Written task A> In the call transcript, what return on equity for the quarter does Nicholas McBeath mention?
Written task B> Continue the call transcript from the point where it stops.

Okay, that's clear. And maybe just regarding the securitizations, I mean, now we have seen two quarters of securitizations. How should we think about the capacity to do more securitization going forward? And is the end game here really what Ian also mentioned previously around the capital efficiency? But maybe if you could just comment around the securitization or the scope for more securitization.

speaker
Ian

Yeah, so there are certain areas of our book where the market and the counterparties we deal with have a more sanguine view of the risk associated with it than maybe comes from the regulatory capital requirements. And so where there are spots like that for us to exploit, then we'll do so. But we just see this as one of the tools in our armory. I can't see us ramping up in this space. It'll be at the edges in certain portfolios. A good example of where we think we see opportunities is shipping, where because of regulatory risk weight flaws, we have 100% flaw on shipping. We don't expect that to be there forever. But while we have that in place and the as I say, that the market understands that the risk is pretty low, we can get some good pricing on protection there. So I think it's one where we pick our spots. It'll be a small part of our portfolio, but an important element in just trimming our capital consumption. So we're not ramping up.

speaker
Ian

But it's basically driven by capital.

speaker
Ian

Where we have an opportunity to take advantage of a difference in view between a regulatory capital requirement that in our opinion is much higher than we need and that opinion shared by the market, then we can do good business.

speaker
Ian

Okay, great. That's very clear. Thank you.

speaker
spk01

The next question comes from Nicholas McBeath from DNB. Please go ahead.

speaker
Nicholas McBeath

Thank you. So, first a question on return on equity. So, given the 18% ROE in the quarter and your expectation of NII resilience for 2024, do you see potential to substantially coming above the 15% ROE levels in your unchanged ROE outlook, or are there any meaningful headwinds that you anticipate to weigh on the Britain equity in the remaining three quarters for this year?

speaker
Frank

Hi, it's Frank. Thank you for the question. I think we feel comfortable with where we are and delivering on our 24 return target or outlook, meaning better than 15%. And that's nothing that really points to us not having sort of like a strong sort of like trajectory for the coming period either. But of course, whether it's sort of like 15.1, whether it's 16, whether it's 17 or whatever it might end up with when we close the books for the year, that's difficult to say and too early to say, of course. But a good start to the year and And as I said, we expect to continue with good steam ahead.

speaker
Nicholas McBeath

All right, thank you. And then second question on the resolution fund fee, which we saw a quite big decline here in Q1 this year versus last year. So I was just wondering whether you could comment on the resolution fund fee outlook for 2025.

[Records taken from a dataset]

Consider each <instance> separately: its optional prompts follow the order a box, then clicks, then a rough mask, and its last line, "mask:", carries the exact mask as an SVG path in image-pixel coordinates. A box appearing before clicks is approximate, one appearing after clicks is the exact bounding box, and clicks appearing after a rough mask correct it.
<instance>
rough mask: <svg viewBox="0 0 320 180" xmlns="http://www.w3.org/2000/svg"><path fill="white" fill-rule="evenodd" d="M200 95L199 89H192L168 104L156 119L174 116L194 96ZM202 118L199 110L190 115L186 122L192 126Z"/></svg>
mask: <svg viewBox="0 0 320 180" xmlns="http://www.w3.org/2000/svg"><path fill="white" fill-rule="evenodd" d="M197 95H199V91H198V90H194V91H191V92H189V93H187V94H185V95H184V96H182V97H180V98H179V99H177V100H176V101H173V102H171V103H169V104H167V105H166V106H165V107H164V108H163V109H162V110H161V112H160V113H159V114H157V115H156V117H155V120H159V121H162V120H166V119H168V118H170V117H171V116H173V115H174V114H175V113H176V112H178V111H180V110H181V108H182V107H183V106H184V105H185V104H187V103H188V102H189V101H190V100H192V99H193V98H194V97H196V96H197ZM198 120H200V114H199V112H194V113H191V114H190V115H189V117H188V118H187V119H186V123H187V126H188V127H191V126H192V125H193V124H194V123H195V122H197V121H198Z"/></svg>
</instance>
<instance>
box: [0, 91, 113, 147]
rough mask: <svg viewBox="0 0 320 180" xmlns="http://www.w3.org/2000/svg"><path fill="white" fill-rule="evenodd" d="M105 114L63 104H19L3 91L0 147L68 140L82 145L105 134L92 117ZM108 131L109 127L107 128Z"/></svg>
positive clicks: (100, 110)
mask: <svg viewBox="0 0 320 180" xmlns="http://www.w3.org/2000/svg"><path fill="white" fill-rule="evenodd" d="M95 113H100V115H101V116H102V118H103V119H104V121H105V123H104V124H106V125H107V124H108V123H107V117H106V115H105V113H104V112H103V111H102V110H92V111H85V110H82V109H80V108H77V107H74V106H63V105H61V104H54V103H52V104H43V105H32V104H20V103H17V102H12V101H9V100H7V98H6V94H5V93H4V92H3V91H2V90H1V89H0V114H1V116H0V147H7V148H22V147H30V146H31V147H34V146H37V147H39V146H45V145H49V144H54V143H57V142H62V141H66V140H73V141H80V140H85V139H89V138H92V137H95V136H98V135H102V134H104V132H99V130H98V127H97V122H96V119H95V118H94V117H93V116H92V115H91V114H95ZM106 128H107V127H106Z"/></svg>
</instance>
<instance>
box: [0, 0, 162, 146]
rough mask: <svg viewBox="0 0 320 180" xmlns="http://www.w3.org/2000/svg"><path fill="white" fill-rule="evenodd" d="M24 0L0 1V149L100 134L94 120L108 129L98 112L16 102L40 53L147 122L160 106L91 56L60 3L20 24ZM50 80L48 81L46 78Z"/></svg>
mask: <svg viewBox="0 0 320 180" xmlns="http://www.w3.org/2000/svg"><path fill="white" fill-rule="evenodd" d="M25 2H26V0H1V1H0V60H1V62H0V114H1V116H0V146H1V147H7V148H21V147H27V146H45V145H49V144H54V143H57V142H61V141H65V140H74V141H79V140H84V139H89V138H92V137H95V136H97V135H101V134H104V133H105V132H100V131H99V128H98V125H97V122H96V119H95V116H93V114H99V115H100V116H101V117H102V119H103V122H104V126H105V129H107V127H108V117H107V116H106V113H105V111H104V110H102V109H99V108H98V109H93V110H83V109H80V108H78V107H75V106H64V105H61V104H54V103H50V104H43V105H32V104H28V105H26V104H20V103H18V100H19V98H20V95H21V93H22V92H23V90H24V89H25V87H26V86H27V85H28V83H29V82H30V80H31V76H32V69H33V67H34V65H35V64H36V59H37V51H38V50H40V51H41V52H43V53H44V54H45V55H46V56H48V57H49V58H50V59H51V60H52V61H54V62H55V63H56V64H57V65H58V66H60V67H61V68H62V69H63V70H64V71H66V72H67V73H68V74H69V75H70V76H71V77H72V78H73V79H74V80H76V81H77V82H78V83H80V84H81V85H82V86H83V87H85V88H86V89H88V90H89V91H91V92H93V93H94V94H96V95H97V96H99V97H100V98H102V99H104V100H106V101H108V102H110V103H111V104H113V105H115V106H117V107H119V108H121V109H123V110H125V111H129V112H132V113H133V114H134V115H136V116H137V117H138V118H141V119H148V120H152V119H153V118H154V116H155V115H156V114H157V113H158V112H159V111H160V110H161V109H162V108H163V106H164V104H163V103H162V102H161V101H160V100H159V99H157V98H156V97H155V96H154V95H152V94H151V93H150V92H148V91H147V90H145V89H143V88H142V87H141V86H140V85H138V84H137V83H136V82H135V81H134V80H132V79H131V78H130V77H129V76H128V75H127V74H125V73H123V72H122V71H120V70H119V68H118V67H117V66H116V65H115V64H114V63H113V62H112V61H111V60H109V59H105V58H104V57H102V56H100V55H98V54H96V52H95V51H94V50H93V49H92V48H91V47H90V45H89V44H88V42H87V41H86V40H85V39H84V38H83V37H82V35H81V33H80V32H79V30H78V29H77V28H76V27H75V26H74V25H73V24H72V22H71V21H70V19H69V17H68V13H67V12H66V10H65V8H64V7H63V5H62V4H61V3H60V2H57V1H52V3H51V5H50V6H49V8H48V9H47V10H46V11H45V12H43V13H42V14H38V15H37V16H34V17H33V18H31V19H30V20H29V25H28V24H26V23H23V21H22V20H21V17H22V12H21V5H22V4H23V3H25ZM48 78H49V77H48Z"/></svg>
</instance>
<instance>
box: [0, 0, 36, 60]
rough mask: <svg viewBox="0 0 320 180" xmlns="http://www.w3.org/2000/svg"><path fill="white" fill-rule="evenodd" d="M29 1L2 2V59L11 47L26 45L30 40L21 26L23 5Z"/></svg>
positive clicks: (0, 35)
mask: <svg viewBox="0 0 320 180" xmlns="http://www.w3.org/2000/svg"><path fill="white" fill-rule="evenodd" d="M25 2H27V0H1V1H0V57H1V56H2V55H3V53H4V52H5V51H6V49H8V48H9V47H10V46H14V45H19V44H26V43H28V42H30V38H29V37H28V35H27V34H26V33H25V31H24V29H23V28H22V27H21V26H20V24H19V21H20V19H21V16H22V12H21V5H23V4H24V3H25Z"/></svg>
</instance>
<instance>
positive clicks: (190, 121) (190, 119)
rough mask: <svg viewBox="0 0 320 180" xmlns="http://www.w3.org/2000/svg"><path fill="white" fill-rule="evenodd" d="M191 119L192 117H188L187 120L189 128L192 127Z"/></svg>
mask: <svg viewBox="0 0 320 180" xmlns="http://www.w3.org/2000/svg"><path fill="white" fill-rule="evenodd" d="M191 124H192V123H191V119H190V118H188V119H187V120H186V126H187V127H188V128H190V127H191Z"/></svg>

Written reply A> 18%

Written reply B>
speaker
Ian

Yeah, happy to do that, Nicholas. So, you know, we still... Our resolution fee in the Eurozone from the Single Resolution Board was zero this year, as announced by the SRB, because their fund had reached its target and we had relatively stable levels of covered deposits. And I guess... one can take a view on whether that situation will persist next year. So they'll come back to the banks for more money if the fund is depleted in any way or if they see deposits go up. I suspect that's probably less likely. We still have... a resolution fee that's payable in some of our Nordic home markets, which is why there is still some resolution fund fees in that line, because they continue to build the funds in those territories. So I think it's difficult to imagine a change in circumstances for the SRP next year, but we have to be in the hands of the regulators there.

speaker
Nicholas McBeath

Okay, perfect. Thank you.

speaker
spk01

The next question comes from Gulnara Saikulova from Morgan Stanley. Please go ahead.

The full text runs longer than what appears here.